*EXERCISE DETAILS:*
Put the lines of the entries below into a numbered list, starting at the line that contains "In this exercise you will indicate the blurred" and ending at the line that contains "[(489, 50)]". Include only those lines and leave out any blank ones.

*RECORDED DATA:*
::::
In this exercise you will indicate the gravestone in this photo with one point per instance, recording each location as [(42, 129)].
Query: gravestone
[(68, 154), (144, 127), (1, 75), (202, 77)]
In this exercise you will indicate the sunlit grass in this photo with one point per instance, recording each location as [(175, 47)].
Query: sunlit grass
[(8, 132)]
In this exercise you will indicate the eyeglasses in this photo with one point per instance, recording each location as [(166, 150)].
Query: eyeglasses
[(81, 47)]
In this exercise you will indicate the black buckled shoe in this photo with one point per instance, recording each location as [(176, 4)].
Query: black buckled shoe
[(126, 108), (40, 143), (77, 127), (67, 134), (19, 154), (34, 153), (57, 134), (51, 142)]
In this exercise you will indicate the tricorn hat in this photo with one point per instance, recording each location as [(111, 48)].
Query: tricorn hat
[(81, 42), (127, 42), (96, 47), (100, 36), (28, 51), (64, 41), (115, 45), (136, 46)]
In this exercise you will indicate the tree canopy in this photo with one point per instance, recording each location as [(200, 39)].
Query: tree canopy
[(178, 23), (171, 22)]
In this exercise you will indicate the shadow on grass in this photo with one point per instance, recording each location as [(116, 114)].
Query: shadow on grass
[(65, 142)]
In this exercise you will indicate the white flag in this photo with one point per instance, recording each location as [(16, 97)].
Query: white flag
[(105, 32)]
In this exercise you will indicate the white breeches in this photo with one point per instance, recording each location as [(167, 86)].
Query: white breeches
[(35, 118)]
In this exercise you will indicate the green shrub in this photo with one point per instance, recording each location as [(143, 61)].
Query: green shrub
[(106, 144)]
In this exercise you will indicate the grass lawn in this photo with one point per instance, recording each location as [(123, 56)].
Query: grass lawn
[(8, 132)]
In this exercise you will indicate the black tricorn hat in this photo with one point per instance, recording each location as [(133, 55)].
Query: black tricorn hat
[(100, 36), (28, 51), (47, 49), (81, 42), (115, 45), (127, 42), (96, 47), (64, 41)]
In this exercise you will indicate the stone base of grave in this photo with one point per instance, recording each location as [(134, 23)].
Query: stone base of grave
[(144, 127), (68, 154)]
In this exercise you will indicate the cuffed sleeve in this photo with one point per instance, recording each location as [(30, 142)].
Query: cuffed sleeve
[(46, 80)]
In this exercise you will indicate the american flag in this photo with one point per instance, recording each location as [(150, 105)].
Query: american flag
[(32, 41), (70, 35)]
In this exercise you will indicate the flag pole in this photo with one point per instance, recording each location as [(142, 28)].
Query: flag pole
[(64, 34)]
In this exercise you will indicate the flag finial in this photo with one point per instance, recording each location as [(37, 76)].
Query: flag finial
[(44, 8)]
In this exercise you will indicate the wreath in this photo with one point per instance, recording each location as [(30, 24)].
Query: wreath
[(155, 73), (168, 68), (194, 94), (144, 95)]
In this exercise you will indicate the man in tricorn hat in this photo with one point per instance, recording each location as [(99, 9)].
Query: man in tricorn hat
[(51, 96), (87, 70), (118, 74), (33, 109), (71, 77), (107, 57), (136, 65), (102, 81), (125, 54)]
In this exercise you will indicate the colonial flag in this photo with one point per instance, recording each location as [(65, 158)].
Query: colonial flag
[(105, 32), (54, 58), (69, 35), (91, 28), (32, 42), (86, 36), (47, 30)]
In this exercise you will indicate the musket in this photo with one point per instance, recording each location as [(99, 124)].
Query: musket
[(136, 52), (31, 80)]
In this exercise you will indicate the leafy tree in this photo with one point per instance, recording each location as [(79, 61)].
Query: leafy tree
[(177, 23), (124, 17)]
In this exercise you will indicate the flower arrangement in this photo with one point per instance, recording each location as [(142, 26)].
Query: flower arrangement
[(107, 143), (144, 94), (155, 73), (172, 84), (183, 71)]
::::
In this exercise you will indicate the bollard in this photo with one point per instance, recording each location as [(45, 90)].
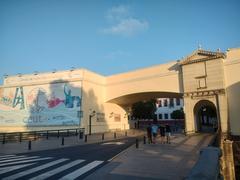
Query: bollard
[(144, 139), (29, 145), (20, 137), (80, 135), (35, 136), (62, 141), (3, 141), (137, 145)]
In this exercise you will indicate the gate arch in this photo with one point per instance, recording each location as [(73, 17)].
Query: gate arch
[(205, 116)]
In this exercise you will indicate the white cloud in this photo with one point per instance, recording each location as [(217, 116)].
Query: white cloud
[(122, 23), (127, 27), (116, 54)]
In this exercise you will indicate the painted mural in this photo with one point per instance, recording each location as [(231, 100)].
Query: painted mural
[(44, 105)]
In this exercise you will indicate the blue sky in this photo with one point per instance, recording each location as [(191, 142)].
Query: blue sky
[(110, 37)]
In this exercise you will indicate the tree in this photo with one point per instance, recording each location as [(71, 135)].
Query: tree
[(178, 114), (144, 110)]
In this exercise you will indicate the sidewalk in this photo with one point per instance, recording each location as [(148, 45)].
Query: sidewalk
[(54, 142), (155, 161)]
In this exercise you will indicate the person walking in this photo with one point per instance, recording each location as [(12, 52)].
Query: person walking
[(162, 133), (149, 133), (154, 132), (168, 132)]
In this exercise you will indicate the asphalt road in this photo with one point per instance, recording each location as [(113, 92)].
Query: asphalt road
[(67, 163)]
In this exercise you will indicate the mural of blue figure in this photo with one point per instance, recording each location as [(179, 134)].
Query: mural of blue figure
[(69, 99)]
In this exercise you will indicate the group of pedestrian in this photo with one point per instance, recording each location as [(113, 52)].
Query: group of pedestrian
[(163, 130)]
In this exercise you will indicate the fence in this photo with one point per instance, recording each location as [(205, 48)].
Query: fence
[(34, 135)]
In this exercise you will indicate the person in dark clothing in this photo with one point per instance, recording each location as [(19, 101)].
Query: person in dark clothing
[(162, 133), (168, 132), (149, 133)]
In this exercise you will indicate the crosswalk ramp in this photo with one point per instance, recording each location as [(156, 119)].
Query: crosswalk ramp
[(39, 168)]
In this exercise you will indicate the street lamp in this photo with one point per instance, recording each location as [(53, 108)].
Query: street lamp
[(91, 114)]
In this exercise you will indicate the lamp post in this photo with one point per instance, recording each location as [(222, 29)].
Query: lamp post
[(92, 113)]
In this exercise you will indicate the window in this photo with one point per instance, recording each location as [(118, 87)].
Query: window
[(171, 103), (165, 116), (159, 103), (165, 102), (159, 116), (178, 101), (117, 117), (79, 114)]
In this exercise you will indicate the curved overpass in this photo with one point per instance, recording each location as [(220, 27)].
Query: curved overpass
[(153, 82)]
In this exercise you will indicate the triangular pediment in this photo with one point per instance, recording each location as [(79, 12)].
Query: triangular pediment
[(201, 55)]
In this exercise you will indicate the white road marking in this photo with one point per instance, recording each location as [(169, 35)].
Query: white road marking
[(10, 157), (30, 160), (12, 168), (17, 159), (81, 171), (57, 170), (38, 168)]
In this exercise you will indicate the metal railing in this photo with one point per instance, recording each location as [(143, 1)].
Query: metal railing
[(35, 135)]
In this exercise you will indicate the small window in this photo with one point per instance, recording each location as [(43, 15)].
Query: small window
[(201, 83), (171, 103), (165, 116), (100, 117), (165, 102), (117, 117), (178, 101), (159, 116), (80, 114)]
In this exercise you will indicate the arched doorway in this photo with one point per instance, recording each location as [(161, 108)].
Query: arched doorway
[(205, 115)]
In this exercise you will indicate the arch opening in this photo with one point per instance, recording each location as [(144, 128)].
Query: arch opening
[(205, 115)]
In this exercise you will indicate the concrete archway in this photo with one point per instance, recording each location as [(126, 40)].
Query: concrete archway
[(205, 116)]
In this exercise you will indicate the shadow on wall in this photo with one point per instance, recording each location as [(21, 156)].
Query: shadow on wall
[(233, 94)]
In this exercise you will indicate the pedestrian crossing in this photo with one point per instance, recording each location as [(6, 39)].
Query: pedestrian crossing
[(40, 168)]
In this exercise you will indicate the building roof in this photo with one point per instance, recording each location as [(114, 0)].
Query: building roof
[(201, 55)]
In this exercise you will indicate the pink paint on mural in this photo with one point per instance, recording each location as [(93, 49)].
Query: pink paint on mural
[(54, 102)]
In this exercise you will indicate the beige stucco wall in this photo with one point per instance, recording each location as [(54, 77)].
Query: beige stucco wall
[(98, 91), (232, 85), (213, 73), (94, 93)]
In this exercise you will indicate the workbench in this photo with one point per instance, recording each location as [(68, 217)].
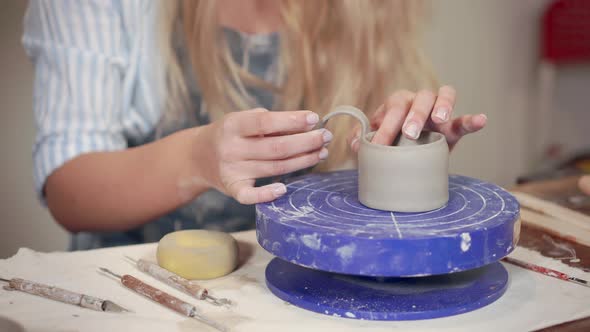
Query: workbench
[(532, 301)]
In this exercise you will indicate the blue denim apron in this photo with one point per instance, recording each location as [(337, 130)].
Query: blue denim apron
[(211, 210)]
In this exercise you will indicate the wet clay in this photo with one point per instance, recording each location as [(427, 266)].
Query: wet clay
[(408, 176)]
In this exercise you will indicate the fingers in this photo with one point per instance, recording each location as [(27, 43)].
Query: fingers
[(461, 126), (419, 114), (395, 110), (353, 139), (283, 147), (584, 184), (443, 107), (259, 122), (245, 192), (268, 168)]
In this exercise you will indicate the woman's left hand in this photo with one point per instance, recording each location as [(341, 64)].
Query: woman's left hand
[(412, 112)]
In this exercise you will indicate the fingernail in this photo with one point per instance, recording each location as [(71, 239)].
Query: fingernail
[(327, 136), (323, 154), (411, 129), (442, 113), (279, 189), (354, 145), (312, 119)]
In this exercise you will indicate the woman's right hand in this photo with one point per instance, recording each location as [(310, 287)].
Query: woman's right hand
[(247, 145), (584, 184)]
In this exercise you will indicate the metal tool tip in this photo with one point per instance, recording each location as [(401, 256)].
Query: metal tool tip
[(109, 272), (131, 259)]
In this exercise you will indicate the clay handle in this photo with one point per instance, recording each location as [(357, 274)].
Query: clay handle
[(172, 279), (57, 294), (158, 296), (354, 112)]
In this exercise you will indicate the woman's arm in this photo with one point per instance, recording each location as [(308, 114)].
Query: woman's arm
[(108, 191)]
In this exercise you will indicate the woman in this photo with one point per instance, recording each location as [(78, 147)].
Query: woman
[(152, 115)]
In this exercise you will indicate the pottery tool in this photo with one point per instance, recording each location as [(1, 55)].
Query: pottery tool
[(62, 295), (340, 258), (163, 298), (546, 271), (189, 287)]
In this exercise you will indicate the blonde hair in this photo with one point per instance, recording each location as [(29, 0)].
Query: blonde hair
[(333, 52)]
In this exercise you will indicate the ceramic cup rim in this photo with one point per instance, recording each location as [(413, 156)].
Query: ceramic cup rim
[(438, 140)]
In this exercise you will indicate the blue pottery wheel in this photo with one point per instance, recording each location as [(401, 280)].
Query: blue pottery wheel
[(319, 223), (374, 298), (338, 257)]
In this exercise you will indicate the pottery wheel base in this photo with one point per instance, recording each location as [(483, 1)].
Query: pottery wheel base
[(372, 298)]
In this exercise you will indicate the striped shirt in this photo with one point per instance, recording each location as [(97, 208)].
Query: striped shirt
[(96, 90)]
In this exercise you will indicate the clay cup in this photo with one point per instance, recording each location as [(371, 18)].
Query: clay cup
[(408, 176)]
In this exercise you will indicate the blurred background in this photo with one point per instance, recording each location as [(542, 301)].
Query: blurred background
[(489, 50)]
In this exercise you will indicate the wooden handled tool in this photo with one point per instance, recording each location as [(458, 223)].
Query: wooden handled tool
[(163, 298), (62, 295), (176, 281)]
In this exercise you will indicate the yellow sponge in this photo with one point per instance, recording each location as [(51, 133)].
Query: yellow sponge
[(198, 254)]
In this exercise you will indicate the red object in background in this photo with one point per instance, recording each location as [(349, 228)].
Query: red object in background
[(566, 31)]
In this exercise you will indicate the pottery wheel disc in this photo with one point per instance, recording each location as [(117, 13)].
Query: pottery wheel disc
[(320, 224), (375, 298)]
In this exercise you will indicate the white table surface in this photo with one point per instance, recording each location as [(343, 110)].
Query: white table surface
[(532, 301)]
::::
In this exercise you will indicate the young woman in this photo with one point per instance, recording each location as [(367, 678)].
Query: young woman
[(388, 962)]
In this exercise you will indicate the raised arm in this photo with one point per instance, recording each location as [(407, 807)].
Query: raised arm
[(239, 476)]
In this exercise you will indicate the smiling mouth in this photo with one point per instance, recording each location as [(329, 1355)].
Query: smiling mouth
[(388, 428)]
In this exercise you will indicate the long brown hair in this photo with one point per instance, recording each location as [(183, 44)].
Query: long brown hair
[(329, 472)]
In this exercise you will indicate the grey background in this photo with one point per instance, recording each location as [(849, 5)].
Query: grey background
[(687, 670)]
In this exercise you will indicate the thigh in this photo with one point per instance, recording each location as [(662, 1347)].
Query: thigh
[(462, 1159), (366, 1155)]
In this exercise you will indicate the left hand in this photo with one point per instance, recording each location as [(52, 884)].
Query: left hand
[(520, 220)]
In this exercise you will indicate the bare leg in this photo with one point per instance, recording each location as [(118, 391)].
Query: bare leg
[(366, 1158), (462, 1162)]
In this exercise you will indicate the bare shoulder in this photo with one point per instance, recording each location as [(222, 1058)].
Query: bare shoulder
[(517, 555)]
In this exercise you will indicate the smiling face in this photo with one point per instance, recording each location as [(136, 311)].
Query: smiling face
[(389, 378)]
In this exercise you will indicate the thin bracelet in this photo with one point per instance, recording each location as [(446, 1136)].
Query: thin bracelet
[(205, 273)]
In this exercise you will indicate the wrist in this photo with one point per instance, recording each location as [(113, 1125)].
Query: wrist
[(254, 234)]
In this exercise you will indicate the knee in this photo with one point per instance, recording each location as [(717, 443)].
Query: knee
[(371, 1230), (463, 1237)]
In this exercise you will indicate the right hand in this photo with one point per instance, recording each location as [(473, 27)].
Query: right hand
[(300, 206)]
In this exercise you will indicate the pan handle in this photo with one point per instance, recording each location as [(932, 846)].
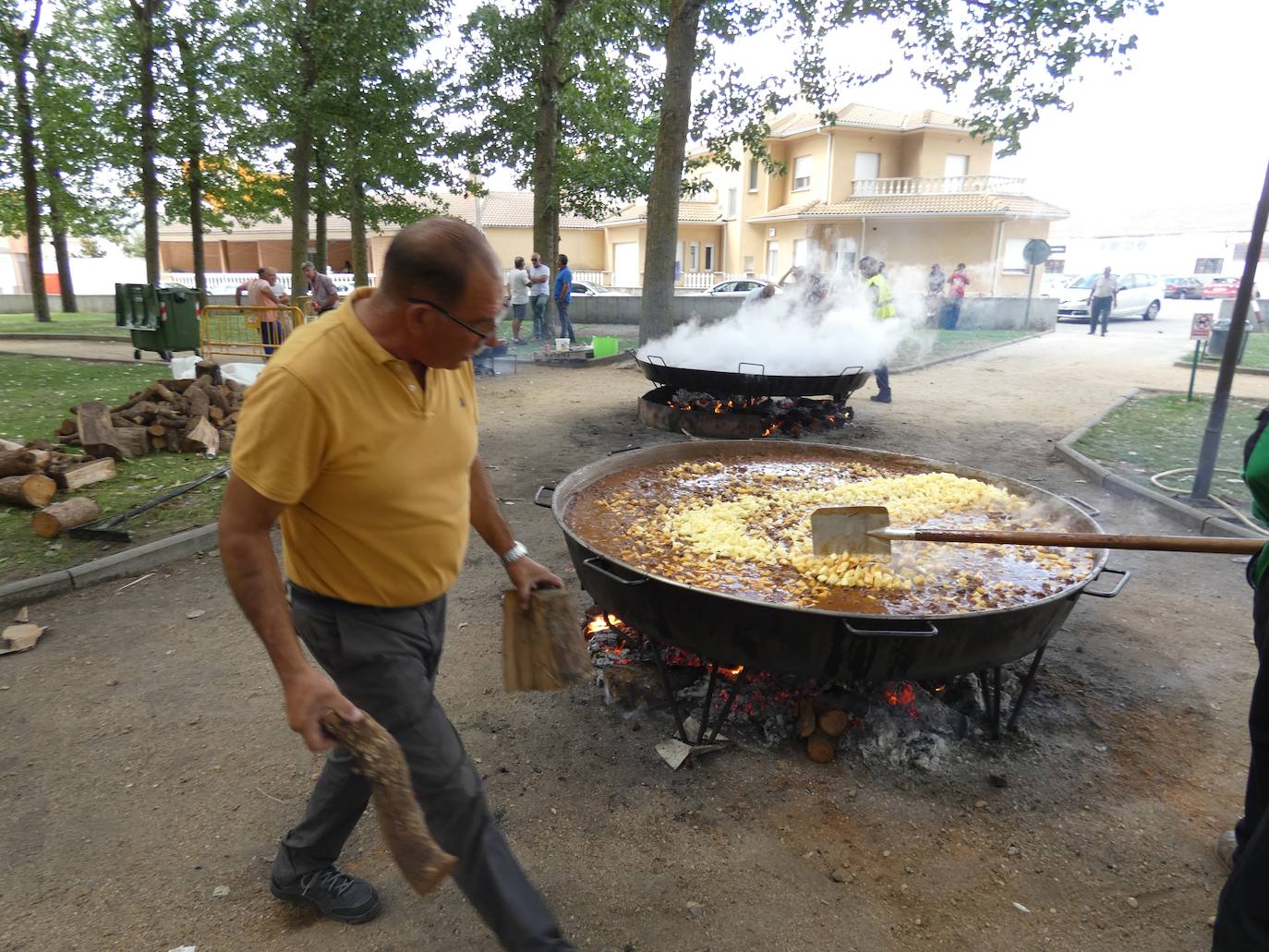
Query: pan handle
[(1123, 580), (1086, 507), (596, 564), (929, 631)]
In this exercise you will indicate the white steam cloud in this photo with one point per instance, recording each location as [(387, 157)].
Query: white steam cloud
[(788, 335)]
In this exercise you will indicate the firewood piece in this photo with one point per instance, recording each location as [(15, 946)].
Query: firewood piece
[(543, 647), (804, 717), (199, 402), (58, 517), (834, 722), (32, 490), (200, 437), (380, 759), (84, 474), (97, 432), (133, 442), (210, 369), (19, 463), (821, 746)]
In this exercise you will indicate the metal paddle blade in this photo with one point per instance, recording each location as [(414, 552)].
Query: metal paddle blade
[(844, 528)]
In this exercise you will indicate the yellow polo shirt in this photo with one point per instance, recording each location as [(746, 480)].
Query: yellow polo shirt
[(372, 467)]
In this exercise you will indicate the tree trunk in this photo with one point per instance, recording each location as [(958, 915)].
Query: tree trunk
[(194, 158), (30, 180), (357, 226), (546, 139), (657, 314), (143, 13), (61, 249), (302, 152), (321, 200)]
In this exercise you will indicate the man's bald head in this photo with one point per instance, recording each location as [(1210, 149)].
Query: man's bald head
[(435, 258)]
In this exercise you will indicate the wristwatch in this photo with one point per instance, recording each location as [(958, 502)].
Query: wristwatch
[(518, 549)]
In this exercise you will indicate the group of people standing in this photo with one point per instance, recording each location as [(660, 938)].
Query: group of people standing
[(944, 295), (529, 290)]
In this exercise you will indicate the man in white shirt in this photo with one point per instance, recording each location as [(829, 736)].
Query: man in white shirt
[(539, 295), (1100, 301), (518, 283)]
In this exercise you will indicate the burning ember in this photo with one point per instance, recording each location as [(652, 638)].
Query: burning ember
::::
*RESULT OF THE TASK:*
1. In this exercise you will indicate the blurred background in this photo with one point per instance, recording each location as [(542, 301)].
2. Query: blurred background
3. [(489, 50)]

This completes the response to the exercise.